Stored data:

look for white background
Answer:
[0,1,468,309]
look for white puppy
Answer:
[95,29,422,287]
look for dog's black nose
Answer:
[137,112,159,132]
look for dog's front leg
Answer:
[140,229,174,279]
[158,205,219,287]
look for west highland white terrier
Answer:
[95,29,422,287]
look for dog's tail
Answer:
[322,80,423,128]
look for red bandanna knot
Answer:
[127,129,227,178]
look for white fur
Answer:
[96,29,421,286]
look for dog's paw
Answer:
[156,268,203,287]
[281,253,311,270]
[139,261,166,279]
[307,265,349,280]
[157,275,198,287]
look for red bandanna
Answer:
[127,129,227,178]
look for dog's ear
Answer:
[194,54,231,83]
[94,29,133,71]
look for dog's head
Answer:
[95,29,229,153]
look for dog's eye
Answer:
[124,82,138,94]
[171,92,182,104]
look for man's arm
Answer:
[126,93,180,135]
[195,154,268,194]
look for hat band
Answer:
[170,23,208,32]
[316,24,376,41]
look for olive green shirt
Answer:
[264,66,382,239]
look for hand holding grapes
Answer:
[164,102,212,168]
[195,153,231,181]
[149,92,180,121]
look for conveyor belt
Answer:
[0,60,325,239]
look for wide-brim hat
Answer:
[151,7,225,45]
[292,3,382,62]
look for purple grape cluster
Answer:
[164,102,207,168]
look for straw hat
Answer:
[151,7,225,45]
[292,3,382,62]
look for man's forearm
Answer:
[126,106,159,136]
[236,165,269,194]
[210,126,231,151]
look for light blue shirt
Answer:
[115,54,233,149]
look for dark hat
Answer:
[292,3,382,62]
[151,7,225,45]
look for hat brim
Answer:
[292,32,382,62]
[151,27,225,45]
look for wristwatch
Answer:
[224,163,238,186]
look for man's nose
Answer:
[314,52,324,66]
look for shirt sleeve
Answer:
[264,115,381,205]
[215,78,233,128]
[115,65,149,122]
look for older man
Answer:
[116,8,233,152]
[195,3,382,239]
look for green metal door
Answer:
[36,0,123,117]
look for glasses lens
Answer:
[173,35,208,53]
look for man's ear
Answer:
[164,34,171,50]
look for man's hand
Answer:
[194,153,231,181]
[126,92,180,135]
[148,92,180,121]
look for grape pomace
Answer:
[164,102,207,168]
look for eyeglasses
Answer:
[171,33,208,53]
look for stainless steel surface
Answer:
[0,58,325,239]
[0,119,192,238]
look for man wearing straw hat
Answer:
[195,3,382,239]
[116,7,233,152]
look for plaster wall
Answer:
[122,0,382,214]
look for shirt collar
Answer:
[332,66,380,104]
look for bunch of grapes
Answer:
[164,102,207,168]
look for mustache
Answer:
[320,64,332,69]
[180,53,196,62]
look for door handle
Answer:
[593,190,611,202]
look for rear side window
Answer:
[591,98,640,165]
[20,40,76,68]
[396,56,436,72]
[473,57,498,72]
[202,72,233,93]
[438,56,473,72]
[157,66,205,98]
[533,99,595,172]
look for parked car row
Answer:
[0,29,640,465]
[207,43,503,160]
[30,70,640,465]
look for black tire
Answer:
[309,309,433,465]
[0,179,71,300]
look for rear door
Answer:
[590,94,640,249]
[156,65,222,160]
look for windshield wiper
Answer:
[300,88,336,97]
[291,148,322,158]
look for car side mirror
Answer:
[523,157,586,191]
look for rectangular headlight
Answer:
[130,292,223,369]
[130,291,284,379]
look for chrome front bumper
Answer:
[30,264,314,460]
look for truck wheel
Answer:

Task objective
Put the data above into a numbered list, leaving out any blank lines.

Problem solution
1. look for white background
2. Answer:
3. [0,1,468,309]
4. look for white puppy
5. Answer:
6. [95,29,422,287]
7. look for dog's black nose
8. Answer:
9. [137,112,159,132]
10. look for dog's front leg
11. Answer:
12. [140,229,174,279]
13. [158,205,219,287]
14. look for west highland white terrier
15. Answer:
16. [95,29,422,287]
17. look for dog's tail
18. Answer:
19. [322,80,423,128]
20. look for red bandanna knot
21. Answer:
22. [127,129,227,178]
23. look for white fur
24. Answer:
25. [96,29,421,286]
26. look for dog's paw
27. Answer:
28. [156,268,203,287]
29. [281,253,311,270]
30. [139,261,166,279]
31. [307,265,349,280]
32. [157,275,198,287]
33. look for red bandanna
34. Answer:
35. [127,129,227,178]
36. look for dog's ear
37. Answer:
38. [194,54,231,83]
39. [94,29,133,71]
40. look for dog's head
41. Answer:
42. [95,29,229,153]
43. look for dog's eye
44. Answer:
45. [124,82,138,94]
46. [171,92,182,104]
47. look for man's arm
48. Answer:
49. [126,93,180,135]
50. [195,154,268,194]
51. look for hat band
52. Answer:
53. [170,23,208,32]
54. [316,24,376,41]
55. look for olive green shirt
56. Answer:
57. [264,66,382,239]
58. look for hand holding grapes
59. Answer:
60. [164,102,212,168]
61. [195,153,231,181]
62. [149,92,180,121]
63. look for conveyor belt
64. Answer:
65. [0,60,325,239]
66. look for wide-brim hat
67. Answer:
68. [151,7,225,45]
69. [292,3,382,62]
70. look for purple grape cluster
71. Answer:
72. [164,102,207,168]
73. look for straw hat
74. Answer:
75. [151,7,225,45]
76. [292,3,382,62]
77. look for man's forearm
78. Answer:
79. [126,106,159,136]
80. [236,165,269,194]
81. [210,126,231,151]
82. look for light blue shirt
83. Answer:
84. [115,54,233,149]
85. look for dark hat
86. Answer:
87. [292,3,382,62]
88. [151,7,225,45]
89. look for hat brim
90. Answer:
91. [292,32,382,62]
92. [151,27,225,45]
93. look for wristwatch
94. Answer:
95. [224,163,238,186]
96. look for man's nose
97. Answer:
98. [314,52,324,66]
99. look for shirt sleeve
100. Answer:
101. [264,115,381,205]
102. [215,78,233,128]
103. [115,65,149,122]
104. look for older man
105. Answer:
106. [116,8,233,152]
107. [195,3,382,239]
108. look for green metal door
109. Answer:
110. [36,0,123,117]
111. look for glasses lens
112. Answer:
113. [173,35,208,53]
114. look for man's ear
115. Answer:
116. [164,34,171,50]
117. look for man's hand
118. Answer:
119. [194,153,231,181]
120. [126,92,180,135]
121. [148,92,180,121]
122. look for grape pomace
123. Answer:
124. [164,102,207,168]
125. look for eyeglasses
126. Answer:
127. [171,33,208,53]
128. look for stainless steel surface
129. Answer:
130. [0,58,325,239]
131. [0,119,192,238]
132. look for man wearing straw hat
133. Answer:
134. [195,3,382,239]
135. [116,7,233,152]
136. look for plaster wall
137. Answer:
138. [122,0,382,214]
139. look for shirt collar
140. Answer:
141. [332,66,380,104]
142. look for bunch of grapes
143. Answer:
144. [164,102,207,168]
145. look for mustache
146. Answer:
147. [320,64,332,69]
148. [180,53,196,62]
149. look for door handle
150. Answer:
151. [593,190,611,202]
152. look for rear side window
153. Answer:
154. [591,98,640,165]
155. [20,40,76,68]
156. [396,56,436,72]
157. [473,57,498,72]
158. [202,72,233,93]
159. [438,56,473,72]
160. [157,66,205,98]
161. [533,99,595,172]
162. look for parked car row
163. Answer:
164. [0,29,640,465]
165. [207,43,503,160]
166. [30,70,640,465]
167. look for black tire
168. Answer:
169. [309,309,433,465]
170. [0,179,71,300]
171. look for rear door
172. Answer:
173. [590,94,640,249]
174. [156,65,222,160]
175. look for windshield wiper
176. Answer:
177. [300,88,336,97]
178. [291,148,322,158]
179. look for car side mirror
180. Answer:
181. [523,157,586,191]
182. look for rectangular headlight
183. Answer:
184. [130,292,223,369]
185. [130,291,284,379]
186. look for chrome front bumper
187. Answer:
188. [30,264,314,460]
189. look for truck wheel
190. Answer:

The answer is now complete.